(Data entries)
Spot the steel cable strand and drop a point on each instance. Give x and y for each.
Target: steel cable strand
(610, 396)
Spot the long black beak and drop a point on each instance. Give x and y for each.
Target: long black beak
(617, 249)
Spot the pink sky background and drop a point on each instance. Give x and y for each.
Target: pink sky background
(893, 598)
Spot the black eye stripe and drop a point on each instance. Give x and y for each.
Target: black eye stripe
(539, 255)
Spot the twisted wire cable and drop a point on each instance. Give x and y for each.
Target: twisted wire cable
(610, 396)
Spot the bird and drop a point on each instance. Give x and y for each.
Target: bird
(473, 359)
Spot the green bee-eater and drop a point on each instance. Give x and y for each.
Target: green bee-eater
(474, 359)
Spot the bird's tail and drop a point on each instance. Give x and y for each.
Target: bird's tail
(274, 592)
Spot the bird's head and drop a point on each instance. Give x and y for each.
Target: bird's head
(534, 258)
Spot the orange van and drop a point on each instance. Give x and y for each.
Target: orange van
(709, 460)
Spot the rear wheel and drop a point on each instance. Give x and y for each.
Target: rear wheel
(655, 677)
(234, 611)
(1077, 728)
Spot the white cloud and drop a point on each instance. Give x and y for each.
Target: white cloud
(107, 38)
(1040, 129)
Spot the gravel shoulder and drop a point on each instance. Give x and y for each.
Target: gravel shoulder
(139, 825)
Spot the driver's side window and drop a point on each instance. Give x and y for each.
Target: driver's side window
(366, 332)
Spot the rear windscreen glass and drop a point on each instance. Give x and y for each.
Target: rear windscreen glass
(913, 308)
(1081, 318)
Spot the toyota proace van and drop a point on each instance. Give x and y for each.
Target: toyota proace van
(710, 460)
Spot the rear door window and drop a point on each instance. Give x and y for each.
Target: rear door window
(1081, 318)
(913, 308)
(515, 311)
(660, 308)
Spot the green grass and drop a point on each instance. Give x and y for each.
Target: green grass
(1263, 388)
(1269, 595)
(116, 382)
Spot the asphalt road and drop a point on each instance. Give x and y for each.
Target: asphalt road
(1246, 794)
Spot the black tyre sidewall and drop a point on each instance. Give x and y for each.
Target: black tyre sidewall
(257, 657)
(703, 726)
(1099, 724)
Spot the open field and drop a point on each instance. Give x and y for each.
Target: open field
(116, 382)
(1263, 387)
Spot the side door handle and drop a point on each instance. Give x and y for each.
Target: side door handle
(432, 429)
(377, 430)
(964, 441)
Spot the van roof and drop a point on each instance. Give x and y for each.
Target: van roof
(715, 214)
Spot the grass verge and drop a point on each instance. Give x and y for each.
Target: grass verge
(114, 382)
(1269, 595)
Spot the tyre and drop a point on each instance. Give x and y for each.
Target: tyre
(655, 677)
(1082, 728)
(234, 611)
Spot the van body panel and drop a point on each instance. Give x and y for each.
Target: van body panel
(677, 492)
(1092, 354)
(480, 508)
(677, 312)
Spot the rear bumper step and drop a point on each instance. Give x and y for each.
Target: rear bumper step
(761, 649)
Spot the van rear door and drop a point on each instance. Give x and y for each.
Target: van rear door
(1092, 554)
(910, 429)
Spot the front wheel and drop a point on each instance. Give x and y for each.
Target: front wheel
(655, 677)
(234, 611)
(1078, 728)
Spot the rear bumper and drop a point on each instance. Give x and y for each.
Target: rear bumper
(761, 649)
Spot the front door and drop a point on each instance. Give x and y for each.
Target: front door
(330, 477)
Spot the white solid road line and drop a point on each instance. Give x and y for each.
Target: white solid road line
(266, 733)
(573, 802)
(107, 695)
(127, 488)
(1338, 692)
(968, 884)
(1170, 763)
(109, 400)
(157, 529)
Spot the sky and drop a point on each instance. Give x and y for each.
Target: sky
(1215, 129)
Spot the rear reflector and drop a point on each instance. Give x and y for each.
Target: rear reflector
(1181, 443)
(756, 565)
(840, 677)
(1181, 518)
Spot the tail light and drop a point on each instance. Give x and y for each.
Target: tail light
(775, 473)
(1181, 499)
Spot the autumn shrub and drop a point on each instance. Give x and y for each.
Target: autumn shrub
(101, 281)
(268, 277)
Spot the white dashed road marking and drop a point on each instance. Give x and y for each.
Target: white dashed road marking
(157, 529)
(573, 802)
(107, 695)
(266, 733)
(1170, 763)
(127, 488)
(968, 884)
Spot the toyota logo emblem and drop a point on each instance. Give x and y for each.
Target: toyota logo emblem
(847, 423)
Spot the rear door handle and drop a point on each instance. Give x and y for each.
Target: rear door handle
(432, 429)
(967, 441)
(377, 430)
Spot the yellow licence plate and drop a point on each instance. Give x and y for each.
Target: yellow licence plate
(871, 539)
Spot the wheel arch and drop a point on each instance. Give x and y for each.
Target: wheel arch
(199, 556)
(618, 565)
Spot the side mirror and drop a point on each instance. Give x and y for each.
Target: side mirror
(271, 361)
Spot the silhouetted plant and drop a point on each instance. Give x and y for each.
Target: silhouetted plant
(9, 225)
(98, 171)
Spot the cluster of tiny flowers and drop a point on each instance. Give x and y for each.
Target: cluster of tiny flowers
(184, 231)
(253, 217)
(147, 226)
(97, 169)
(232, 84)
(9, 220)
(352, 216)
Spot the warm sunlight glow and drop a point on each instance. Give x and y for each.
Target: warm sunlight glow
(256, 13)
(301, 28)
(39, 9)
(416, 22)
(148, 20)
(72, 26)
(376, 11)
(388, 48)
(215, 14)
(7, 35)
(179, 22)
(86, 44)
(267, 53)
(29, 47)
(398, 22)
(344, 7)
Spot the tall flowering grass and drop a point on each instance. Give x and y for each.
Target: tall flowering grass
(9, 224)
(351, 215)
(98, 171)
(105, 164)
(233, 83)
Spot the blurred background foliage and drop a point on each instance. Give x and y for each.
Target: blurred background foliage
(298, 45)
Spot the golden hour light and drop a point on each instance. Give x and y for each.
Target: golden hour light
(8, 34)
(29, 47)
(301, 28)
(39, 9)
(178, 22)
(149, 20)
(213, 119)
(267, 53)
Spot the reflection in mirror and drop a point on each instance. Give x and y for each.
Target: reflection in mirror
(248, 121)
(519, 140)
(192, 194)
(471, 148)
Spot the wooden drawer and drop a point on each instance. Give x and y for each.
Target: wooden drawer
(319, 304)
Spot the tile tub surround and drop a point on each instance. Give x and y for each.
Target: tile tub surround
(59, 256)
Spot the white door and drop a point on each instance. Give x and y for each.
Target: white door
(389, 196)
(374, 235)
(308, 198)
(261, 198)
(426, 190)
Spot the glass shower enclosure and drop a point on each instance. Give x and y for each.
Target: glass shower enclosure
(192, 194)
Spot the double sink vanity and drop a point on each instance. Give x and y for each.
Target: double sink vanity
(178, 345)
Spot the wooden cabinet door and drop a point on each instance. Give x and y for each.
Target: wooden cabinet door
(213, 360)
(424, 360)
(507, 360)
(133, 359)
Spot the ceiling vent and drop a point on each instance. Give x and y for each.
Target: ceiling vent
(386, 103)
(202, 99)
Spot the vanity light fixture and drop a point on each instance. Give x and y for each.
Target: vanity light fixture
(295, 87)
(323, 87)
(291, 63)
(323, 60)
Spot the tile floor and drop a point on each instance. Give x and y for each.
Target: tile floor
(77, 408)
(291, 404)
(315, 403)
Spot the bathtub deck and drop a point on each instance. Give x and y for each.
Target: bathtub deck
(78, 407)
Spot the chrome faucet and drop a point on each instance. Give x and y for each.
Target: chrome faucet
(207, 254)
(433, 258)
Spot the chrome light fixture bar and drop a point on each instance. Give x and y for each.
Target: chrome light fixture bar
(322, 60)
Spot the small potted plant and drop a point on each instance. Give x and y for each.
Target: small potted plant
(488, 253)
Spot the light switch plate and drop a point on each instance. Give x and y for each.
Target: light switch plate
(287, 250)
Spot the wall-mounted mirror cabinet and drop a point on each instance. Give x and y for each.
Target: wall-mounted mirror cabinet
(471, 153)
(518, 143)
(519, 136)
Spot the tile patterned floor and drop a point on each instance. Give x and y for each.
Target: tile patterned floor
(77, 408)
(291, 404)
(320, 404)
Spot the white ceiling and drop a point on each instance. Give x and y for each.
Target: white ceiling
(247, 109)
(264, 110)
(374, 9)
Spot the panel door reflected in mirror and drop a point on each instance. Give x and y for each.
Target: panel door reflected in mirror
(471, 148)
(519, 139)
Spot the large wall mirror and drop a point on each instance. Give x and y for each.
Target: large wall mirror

_What to work on_: Reproduce the lines of the listing word for word, starting at the line that contains "Spot the white cloud" and ending after the line that contains "(1263, 387)".

_Expected output_:
Spot the white cloud and drop a point on each instance. Give x and y for each.
Target: white cloud
(107, 38)
(1040, 129)
Spot the gravel shoulder and drop a point on each instance. Give x and y for each.
Target: gravel shoulder
(139, 825)
Spot the driver's side window and drop a point on each instance. Give x and y for each.
Target: driver's side window
(366, 332)
Spot the rear windscreen glass and drop a point on each instance. Give x and y for each.
Target: rear windscreen glass
(913, 308)
(1081, 318)
Spot the toyota proace van and drop a point on each instance. Give x and y for each.
Target: toyota proace van
(710, 460)
Spot the rear door window and drop a point on each instance. Give x and y for each.
Target: rear door window
(1081, 318)
(913, 308)
(515, 311)
(660, 308)
Spot the green grass and drop a point on each instance. Give x and y for each.
Target: green grass
(1263, 388)
(1269, 595)
(116, 382)
Spot the asphalt road and drop a point on each instance. Give x and y for each.
Target: asphalt road
(1246, 794)
Spot the black tyre sidewall and drop a point on each instance. Give x and y for each.
Target: black tyre sidewall
(257, 657)
(703, 726)
(1099, 724)
Spot the open field and drop a point on each instance. Give x and y for each.
Target: open field
(116, 382)
(1263, 387)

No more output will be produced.